Following achievement of a teaching qualification, many teachers fail to
prioritise their lifelong and continuous learning (Hustler et al, 2003). As it
stands, the Institute for Learning (IFL, 2012) require FE teachers to undertake
a mere 30 hours pro rata CPD and in Scotland, the General Teaching Council
(GTC, 2013) require primary and secondary teachers to undertake a minimum of 35
hours. In England however, there is no prescribed quantity for primary and
secondary teachers. Conversely, teachers in Singapore are entitled to 100 hours
CPD per year, in addition to a budget of approximately £200-£350 per year to
spend on their professional activities (OECD, 2011). This difference in CPD
allowance correlates with the World Education Rankings (2009), whereby Singapore
has above average Reading, Maths and Science scores, compared to the UK, who
fair average in all three areas (OECD, 2009 cited in Sheppard 2010).
Those teachers that prioritise their
CPD often find the training uninspiring due to a ‘one-size fits all approach’
that usually have unattractive financial costs (Hustler, et al, 2003). Darling-Hammond
and Richardson (2009) and Scales (2011) support this notion with the suggestion
that a new paradigm of professional development is needed in order to reject
the ineffective ‘drive-by’ workshops that are commonplace in education, led by
‘experts’ from outside of the classroom telling teachers what to think and
do.
So what do I suggest?
Professional
Learning Community (PLC) is a conceptual model focussing on the collaboration
of a team sharing the same vision values and goals, working towards continuous
improvement (Defour et al, 2009). Mullen (2009, p. 18) defines PLC as 'a model of school organization designed to foster
collaboration and learning among school personnel and to harness this
organizational learning to enhance the learning of all students'.
PLC’s are grounded in the assumptions that
knowledge is best understood through critical reflection with others who share
similar experiences and that increasing this knowledge will improve practice
and enhance learning (Vesico et al, 2008).
Current PLC literature indicates that if utilised effectively they can
have a significant positive impact on teaching and learning (Cordingley et al,
2003; Bolam et al, 2005; Stoll et al, 2006; Parry, 2007). Cordingley et al (2003) found in their review that substantial improvements in
teaching and learning are developed through collaborative CPD. The benefits to
teachers included: greater confidence in taking risks, enhanced knowledge and
practice and developed enthusiasm for collaborative learning, which benefited
students learning. In addition to this, Stoll et al (2006)
suggest that by developing PLC’s, there is considerable promise for building
sustainable improvement across an institute.
Here it is worth noting McMillan and Chavis’ (1986) work who state that there
are four key factors that defines a sense of community in order for it to be
effective: “(1) membership, (2) influence, (3) fulfilment of
individuals needs and (4) shared events and emotional connections”.
Newmann et al (1996) extend these factors with five essential characteristics
of their own, including: shared values, a clear focus, reflective dialogue,
making teaching public and finally collaboration. Both models appear to have
collaboration and shared vision grounded within them.
This has been evident in the literature whereby Graham (2007) found a positive
correlation between PLC activities and teacher improvement in a first-year
middle school and central to this improvement was same-subject, same-grade
teacher teams. These findings are corroborated by Parry (2007), who
investigated teacher effectiveness through structured collaboration in
professional learning communities within a middle school. It was found that
professional learning activities comprising of the same subject, teacher teams
and grade had the potential to achieve significant improvements in teacher
effectiveness. As can be seen, both of the articles above were successful based
on collaboration and a shared vision (same subject).

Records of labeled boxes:
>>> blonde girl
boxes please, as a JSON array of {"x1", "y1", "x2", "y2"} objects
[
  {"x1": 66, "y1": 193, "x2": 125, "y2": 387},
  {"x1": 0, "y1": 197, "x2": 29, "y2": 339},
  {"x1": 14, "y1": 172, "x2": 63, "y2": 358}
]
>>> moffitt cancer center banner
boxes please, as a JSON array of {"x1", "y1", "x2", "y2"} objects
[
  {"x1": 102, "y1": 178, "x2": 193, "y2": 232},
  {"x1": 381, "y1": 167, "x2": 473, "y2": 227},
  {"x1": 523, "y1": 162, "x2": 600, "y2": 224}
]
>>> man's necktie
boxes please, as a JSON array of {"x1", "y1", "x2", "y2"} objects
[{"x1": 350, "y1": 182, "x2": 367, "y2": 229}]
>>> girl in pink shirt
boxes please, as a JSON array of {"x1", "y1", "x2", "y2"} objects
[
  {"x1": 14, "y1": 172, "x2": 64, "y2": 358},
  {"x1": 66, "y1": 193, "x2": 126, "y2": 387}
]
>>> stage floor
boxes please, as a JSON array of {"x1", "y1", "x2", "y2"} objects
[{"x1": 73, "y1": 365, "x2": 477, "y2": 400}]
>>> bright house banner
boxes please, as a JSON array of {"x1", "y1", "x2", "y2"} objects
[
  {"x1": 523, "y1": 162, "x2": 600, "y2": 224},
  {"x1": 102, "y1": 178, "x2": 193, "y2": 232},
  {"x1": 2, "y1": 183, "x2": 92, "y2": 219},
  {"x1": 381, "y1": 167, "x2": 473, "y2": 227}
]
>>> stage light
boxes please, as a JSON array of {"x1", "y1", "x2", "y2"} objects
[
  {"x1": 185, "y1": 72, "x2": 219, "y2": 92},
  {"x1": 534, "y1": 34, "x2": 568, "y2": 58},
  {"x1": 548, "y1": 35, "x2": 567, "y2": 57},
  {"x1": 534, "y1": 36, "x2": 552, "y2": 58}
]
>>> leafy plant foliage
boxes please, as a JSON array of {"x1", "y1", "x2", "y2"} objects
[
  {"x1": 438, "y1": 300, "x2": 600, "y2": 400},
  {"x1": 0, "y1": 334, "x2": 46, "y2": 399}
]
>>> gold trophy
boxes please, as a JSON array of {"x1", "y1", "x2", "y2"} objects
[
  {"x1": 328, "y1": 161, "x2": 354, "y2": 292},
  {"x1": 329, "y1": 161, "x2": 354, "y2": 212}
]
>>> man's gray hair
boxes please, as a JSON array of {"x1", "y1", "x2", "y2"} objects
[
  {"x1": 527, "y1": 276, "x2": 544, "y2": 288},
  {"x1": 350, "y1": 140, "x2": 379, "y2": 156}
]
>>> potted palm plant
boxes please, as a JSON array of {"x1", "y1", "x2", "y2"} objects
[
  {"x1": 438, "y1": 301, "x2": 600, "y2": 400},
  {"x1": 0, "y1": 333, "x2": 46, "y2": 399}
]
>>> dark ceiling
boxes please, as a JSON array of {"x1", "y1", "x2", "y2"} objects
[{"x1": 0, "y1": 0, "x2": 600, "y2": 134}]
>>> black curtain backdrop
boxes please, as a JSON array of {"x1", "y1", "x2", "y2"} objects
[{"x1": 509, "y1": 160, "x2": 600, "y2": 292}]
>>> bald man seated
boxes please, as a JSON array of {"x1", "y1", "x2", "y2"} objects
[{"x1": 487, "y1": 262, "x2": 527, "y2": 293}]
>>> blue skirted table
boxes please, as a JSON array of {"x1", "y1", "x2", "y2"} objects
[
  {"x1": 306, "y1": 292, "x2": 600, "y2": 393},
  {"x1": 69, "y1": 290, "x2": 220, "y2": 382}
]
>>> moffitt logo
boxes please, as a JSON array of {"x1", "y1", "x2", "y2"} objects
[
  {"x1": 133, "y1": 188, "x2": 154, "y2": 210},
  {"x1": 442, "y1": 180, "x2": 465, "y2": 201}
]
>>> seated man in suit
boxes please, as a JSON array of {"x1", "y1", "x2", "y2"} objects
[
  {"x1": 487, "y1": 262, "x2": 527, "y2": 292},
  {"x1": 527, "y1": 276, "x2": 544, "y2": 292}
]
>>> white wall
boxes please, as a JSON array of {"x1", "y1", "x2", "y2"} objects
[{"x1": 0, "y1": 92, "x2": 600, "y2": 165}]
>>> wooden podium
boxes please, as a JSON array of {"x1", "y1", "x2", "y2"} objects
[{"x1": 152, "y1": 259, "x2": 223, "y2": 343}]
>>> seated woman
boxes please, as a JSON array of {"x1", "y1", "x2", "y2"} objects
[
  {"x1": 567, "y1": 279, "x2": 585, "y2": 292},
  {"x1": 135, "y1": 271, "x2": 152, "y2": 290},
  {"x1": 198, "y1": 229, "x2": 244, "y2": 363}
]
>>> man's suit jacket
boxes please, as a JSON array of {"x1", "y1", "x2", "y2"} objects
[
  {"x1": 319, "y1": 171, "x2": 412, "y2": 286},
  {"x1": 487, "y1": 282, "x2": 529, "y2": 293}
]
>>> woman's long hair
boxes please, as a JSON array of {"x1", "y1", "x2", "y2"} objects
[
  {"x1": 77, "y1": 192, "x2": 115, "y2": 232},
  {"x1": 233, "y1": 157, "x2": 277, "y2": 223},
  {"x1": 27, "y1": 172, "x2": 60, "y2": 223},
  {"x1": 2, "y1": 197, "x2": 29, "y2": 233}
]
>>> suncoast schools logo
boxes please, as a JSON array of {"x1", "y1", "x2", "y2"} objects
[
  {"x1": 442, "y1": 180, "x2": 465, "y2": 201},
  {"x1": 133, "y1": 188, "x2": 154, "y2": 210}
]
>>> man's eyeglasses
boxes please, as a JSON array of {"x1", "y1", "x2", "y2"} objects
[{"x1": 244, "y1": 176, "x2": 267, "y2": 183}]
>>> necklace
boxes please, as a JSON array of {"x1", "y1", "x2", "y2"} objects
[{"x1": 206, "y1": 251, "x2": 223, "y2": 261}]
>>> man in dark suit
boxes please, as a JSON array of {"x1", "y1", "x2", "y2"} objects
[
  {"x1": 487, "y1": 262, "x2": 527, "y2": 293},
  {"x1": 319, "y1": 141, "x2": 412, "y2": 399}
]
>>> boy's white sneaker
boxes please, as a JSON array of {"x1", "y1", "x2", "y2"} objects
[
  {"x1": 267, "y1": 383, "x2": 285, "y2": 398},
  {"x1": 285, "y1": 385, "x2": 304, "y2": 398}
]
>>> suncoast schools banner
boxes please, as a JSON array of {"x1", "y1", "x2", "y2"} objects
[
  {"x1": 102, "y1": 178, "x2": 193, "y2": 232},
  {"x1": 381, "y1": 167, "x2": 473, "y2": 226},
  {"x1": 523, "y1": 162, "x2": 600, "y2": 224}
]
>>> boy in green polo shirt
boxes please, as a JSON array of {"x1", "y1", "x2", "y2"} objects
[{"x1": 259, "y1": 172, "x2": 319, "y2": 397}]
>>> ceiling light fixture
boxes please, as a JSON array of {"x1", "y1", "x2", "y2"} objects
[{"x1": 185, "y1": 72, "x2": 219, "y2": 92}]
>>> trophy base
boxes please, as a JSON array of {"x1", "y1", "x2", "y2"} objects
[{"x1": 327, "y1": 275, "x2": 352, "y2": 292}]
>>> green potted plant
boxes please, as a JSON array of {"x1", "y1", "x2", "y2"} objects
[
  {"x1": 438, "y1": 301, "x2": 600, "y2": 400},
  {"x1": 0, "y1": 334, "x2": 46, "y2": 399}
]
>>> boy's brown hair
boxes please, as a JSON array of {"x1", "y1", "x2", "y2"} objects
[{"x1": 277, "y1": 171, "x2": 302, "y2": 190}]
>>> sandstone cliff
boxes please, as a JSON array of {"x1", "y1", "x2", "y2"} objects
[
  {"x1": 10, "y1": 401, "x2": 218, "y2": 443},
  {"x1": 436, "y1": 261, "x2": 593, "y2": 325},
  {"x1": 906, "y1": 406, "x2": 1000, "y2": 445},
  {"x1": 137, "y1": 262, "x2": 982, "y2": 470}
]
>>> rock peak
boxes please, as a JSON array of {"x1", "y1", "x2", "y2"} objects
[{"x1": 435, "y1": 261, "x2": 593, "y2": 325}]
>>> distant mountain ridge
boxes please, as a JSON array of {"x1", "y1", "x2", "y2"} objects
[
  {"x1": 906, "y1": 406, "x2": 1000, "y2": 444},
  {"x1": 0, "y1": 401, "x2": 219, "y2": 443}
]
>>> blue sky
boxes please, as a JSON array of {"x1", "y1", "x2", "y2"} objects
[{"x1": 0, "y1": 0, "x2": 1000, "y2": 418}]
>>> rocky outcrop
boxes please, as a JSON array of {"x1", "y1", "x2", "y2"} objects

◆ **Parts of the exercise**:
a: Retype the stretch of the passage on teachers' professional development from "suggest that by" through "grounded within them.".
b: Pull out every line of the listing that contains the string "suit", treating uppercase and lowercase letters as different.

◆ **Responses to the tasks**:
a:
suggest that by developing PLC’s, there is considerable promise for building
sustainable improvement across an institute.
Here it is worth noting McMillan and Chavis’ (1986) work who state that there
are four key factors that defines a sense of community in order for it to be
effective: “(1) membership, (2) influence, (3) fulfilment of
individuals needs and (4) shared events and emotional connections”.
Newmann et al (1996) extend these factors with five essential characteristics
of their own, including: shared values, a clear focus, reflective dialogue,
making teaching public and finally collaboration. Both models appear to have
collaboration and shared vision grounded within them.

b:
>>> seated man in suit
>>> man's suit jacket
>>> man in dark suit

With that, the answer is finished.